** Start of Given data **
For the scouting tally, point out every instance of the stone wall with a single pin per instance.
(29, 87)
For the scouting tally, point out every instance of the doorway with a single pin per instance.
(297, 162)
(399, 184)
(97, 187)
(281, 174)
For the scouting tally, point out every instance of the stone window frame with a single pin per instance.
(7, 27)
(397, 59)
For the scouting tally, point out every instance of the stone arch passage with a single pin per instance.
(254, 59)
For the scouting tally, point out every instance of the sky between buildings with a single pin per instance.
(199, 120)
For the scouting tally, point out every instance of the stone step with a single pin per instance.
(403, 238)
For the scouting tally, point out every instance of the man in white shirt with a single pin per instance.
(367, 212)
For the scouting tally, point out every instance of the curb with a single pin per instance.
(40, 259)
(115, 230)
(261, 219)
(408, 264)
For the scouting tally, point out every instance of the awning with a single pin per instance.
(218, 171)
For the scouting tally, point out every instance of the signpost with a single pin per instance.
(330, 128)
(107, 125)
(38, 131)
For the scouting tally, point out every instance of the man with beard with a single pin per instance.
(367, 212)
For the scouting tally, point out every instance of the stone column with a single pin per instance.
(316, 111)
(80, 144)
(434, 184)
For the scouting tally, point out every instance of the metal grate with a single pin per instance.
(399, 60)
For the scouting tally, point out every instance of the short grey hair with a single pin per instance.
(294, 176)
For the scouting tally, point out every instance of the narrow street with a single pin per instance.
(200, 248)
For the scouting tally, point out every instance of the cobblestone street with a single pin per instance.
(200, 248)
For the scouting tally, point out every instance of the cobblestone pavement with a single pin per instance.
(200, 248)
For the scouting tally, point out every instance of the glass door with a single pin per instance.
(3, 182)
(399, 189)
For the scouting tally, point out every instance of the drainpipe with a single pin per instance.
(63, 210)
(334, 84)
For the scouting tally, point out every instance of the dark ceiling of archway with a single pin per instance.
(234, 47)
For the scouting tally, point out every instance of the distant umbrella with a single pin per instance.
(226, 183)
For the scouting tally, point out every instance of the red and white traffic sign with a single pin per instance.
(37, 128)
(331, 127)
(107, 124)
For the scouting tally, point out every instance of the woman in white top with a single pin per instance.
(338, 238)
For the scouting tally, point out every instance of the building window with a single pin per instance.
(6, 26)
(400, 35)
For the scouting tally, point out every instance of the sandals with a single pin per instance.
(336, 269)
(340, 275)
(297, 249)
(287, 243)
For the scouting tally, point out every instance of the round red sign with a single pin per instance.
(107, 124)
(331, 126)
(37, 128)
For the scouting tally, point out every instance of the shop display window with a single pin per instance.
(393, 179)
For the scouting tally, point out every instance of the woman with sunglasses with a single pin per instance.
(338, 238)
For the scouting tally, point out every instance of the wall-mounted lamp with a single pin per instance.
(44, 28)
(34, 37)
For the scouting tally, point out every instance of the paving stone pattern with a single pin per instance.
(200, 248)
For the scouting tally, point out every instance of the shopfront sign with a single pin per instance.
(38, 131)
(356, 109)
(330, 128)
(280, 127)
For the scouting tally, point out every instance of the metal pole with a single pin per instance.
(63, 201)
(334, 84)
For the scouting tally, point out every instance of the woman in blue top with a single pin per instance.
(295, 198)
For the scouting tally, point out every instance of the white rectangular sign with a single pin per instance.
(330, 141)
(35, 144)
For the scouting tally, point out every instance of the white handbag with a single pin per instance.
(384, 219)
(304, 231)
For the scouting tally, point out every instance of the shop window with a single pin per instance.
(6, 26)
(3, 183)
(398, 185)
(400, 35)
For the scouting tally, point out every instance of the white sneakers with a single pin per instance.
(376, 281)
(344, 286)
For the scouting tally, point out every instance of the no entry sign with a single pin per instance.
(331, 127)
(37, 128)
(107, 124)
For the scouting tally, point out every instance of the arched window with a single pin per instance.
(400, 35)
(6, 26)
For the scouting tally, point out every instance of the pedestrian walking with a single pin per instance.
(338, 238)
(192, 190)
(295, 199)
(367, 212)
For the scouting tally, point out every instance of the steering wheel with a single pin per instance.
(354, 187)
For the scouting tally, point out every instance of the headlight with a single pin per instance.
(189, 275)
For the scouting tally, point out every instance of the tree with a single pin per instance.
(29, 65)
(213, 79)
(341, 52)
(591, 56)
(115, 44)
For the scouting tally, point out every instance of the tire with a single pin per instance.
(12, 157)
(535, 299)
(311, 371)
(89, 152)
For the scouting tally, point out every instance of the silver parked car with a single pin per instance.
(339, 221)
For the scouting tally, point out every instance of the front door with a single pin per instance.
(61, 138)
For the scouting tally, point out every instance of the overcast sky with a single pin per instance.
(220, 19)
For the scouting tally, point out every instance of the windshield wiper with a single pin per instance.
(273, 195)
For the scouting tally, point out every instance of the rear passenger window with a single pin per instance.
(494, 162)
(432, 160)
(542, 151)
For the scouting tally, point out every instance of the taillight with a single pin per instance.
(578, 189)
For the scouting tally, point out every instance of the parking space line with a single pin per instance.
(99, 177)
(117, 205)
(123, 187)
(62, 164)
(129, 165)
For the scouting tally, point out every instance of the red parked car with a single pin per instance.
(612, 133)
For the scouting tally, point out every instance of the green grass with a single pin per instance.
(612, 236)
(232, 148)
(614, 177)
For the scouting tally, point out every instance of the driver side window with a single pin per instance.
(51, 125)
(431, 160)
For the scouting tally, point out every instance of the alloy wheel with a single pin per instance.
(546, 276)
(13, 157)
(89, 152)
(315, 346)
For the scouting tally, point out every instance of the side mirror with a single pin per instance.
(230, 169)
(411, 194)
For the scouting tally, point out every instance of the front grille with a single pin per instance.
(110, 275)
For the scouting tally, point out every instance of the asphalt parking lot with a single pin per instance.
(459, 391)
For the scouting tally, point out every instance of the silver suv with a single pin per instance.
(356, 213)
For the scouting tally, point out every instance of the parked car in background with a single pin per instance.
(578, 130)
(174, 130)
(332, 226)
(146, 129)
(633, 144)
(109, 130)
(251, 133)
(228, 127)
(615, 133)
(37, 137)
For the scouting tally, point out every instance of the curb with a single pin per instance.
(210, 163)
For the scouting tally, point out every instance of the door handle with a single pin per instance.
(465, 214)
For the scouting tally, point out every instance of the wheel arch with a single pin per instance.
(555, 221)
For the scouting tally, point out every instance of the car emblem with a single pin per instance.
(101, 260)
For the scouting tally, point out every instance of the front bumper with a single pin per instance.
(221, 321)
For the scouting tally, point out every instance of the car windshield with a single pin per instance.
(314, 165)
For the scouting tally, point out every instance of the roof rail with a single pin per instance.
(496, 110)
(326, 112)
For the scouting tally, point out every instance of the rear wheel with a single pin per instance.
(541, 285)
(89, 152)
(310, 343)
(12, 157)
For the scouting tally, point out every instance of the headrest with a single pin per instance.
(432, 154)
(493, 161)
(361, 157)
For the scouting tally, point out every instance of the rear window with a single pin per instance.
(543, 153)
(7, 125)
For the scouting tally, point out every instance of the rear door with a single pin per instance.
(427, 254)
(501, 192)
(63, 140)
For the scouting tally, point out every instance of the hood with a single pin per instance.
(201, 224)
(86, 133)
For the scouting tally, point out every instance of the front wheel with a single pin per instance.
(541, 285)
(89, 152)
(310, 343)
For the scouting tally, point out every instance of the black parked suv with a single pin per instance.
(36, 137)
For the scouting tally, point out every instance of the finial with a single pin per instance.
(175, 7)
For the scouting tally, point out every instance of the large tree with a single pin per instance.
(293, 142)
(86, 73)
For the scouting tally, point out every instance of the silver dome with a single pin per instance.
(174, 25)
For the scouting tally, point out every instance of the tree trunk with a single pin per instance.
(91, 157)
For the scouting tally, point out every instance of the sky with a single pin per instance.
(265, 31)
** End of Given data **
Give the material above again, word for word.

For the scouting tally, point out every instance of the stone wall with a single pin per instance.
(29, 87)
For the scouting tally, point out every instance of the doorway with a single pin per instance.
(297, 162)
(399, 184)
(97, 187)
(281, 174)
For the scouting tally, point out every instance of the stone window frame with a single pin per instance.
(7, 27)
(397, 59)
For the scouting tally, point out every instance of the stone arch passage with a single pin per instance.
(254, 59)
For the scouting tally, point out every instance of the sky between buildings with a single pin per instance.
(199, 120)
For the scouting tally, point out every instance of the stone step with a single pin per instance.
(403, 238)
For the scouting tally, point out every instance of the man in white shirt with a single pin per instance.
(367, 212)
For the scouting tally, point out every instance of the curb with a single pin per instance.
(40, 259)
(115, 230)
(261, 219)
(408, 264)
For the scouting tally, point out every instance of the awning with a single pin per instance.
(218, 171)
For the scouting tally, point out every instance of the signpost with a single pin per instance.
(330, 128)
(107, 125)
(38, 131)
For the scouting tally, point out every instance of the man with beard with a single pin per instance.
(367, 212)
For the scouting tally, point out every instance of the stone column with a single pin per instance.
(316, 111)
(80, 144)
(434, 184)
For the scouting tally, point out every instance of the metal grate with a single pin per instance.
(399, 60)
For the scouting tally, point out every instance of the short grey hair with a single pin per instance.
(294, 176)
For the scouting tally, point out every instance of the narrow street with a single pin per instance.
(200, 248)
For the scouting tally, point out every instance of the cobblestone street with a single pin per instance.
(200, 248)
For the scouting tally, point out every instance of the cobblestone pavement with a single pin per instance.
(200, 248)
For the scouting tally, point out every instance of the glass door with a single pin per instance.
(3, 182)
(399, 189)
For the scouting tally, point out every instance of the drainpipe with a single pin per instance.
(63, 210)
(334, 84)
For the scouting tally, point out every instance of the dark ceiling of archway with a single pin per instance.
(234, 47)
For the scouting tally, point out every instance of the distant umbrella with a single pin per instance.
(226, 183)
For the scouting tally, point out every instance of the red and white traffic sign with a single pin per instance.
(37, 128)
(331, 127)
(107, 124)
For the scouting tally, point out every instance of the woman in white top with a single pin per instance.
(338, 238)
For the scouting tally, point out every instance of the building window with a single pin per instance.
(6, 26)
(400, 35)
For the scouting tally, point out every instance of the sandals with a single pin per instance.
(336, 269)
(340, 275)
(297, 249)
(287, 243)
For the scouting tally, point out every instance of the round red sign with a single pin per instance.
(107, 124)
(331, 126)
(37, 128)
For the scouting tally, point out every instance of the shop display window with a single pin per instance.
(393, 179)
For the scouting tally, point out every instance of the woman with sunglasses with a single pin per instance.
(338, 238)
For the scouting tally, point out every instance of the wall-mounted lamp with a single pin per instance.
(44, 28)
(34, 37)
For the scouting tally, point out every instance of the paving stone pattern with a single pin per instance.
(200, 248)
For the scouting tally, point out every instance of the shopfront sign with a single pin per instance.
(38, 131)
(356, 109)
(330, 128)
(280, 127)
For the scouting tally, point out every instance of the metal pole with a single pin per instance.
(63, 201)
(334, 84)
For the scouting tally, point out every instance of the woman in blue top with a single pin per instance.
(295, 198)
For the scouting tally, point out every instance of the white rectangular sign with a single pin per instance.
(330, 141)
(35, 144)
For the scouting tally, point out every instance of the white handbag with a single pin per instance.
(384, 219)
(304, 231)
For the scouting tally, point out every instance of the shop window with a single pin per instance.
(6, 26)
(3, 183)
(398, 185)
(400, 35)
For the scouting tally, point out every instance of the white sneakers with a single pin per instance.
(376, 281)
(344, 286)
For the scouting tally, point out every instance of the no entry sign with a single pin per instance.
(331, 127)
(37, 128)
(107, 124)
For the scouting tally, point out every instance of the arched window with a single pin per instance.
(400, 35)
(6, 26)
For the scouting tally, point out every instance of the pedestrian walking with a single pin per instance.
(338, 238)
(192, 190)
(295, 199)
(367, 212)
For the scouting tally, point out every instance of the steering wheel with a single pin per instance.
(354, 187)
For the scouting tally, point out every instance of the headlight with a single pin per instance.
(189, 275)
For the scouting tally, point out every instance of the tree with a single pin per instance.
(29, 65)
(213, 79)
(341, 52)
(591, 56)
(115, 44)
For the scouting tally, point out every instance of the tire with a single pin per instance.
(12, 157)
(535, 299)
(311, 371)
(89, 152)
For the scouting tally, point out every instance of the silver parked car with a single pin per instance.
(339, 221)
For the scouting tally, point out every instance of the front door with a single pin per instance.
(61, 138)
For the scouting tally, point out every instance of the overcast sky with a single pin per instance.
(220, 19)
For the scouting tally, point out every instance of the windshield wiper with a single pin per instance.
(273, 195)
For the scouting tally, point out every instance of the rear passenger window with a single pin per instance.
(494, 162)
(432, 160)
(542, 151)
For the scouting tally, point out every instance of the taillight with a single pin per instance.
(578, 189)
For the scouting tally, point out every instance of the parking space line with a single pin per instance.
(99, 177)
(117, 205)
(123, 187)
(62, 164)
(129, 165)
For the scouting tally, point out every instance of the red parked car with a single pin per instance.
(612, 133)
For the scouting tally, point out every instance of the green grass with a single pin per instance.
(612, 236)
(232, 148)
(614, 177)
For the scouting tally, point out every instance of the driver side window with a single pin per instance.
(51, 125)
(431, 160)
For the scouting tally, point out every instance of the alloy wheel with a single pin per instance.
(546, 276)
(13, 157)
(89, 152)
(315, 346)
For the scouting tally, point out every instance of the side mirror with a single pin per instance.
(230, 169)
(411, 194)
For the scouting tally, point out every instance of the front grille with a single pin per instance.
(110, 275)
For the scouting tally, point out every instance of the asphalt parking lot with a single pin per instance.
(459, 391)
For the scouting tally, point out every instance of the silver suv with a single pin per instance.
(356, 213)
For the scouting tally, point out every instance of the parked car in background with a single pin per instance.
(578, 130)
(174, 130)
(332, 226)
(146, 129)
(633, 144)
(109, 130)
(251, 133)
(228, 127)
(615, 133)
(37, 137)
For the scouting tally, point out every instance of the curb with a single pin per instance.
(210, 163)
For the scouting tally, point out every instance of the door handle with a single pin per instance.
(465, 214)
For the scouting tally, point out every instance of the wheel arch with a single pin per instance.
(555, 221)
For the scouting tally, point out every instance of the car emblem with a single pin per instance.
(101, 260)
For the scouting tally, point out every instance of the front bumper with a single pin per instance.
(221, 321)
For the scouting tally, point out every instance of the car windshield with a single pin per instance.
(314, 165)
For the scouting tally, point out every instance of the roof rail with a single pin per instance.
(496, 110)
(326, 112)
For the scouting tally, point out every instance of the rear wheel with a single pin per instance.
(541, 285)
(89, 152)
(310, 343)
(12, 157)
For the scouting tally, point out every instance of the headrest with a single pin per instance.
(432, 154)
(493, 161)
(361, 157)
For the scouting tally, point out every instance of the rear window with a single pin per instance.
(543, 153)
(7, 125)
For the scouting tally, point out every instance of the rear door with a single pin per instance.
(427, 254)
(501, 192)
(63, 140)
For the scouting tally, point out every instance of the hood with a single pin per instance.
(201, 224)
(86, 133)
For the scouting tally, point out every instance of the front wheel with a single pin per instance.
(541, 285)
(89, 152)
(310, 343)
For the scouting tally, point out every instance of the black parked suv with a single pin per instance.
(36, 137)
For the scouting tally, point out every instance of the finial with a single pin per instance.
(175, 7)
For the scouting tally, point out every instance of the large tree with a single pin per instance.
(293, 142)
(86, 73)
For the scouting tally, point out every instance of the silver dome with a single pin per instance.
(174, 25)
For the scouting tally, point out every instance of the tree trunk with a single pin per instance.
(91, 157)
For the scouting tally, point out every instance of the sky with a single pin per instance.
(265, 31)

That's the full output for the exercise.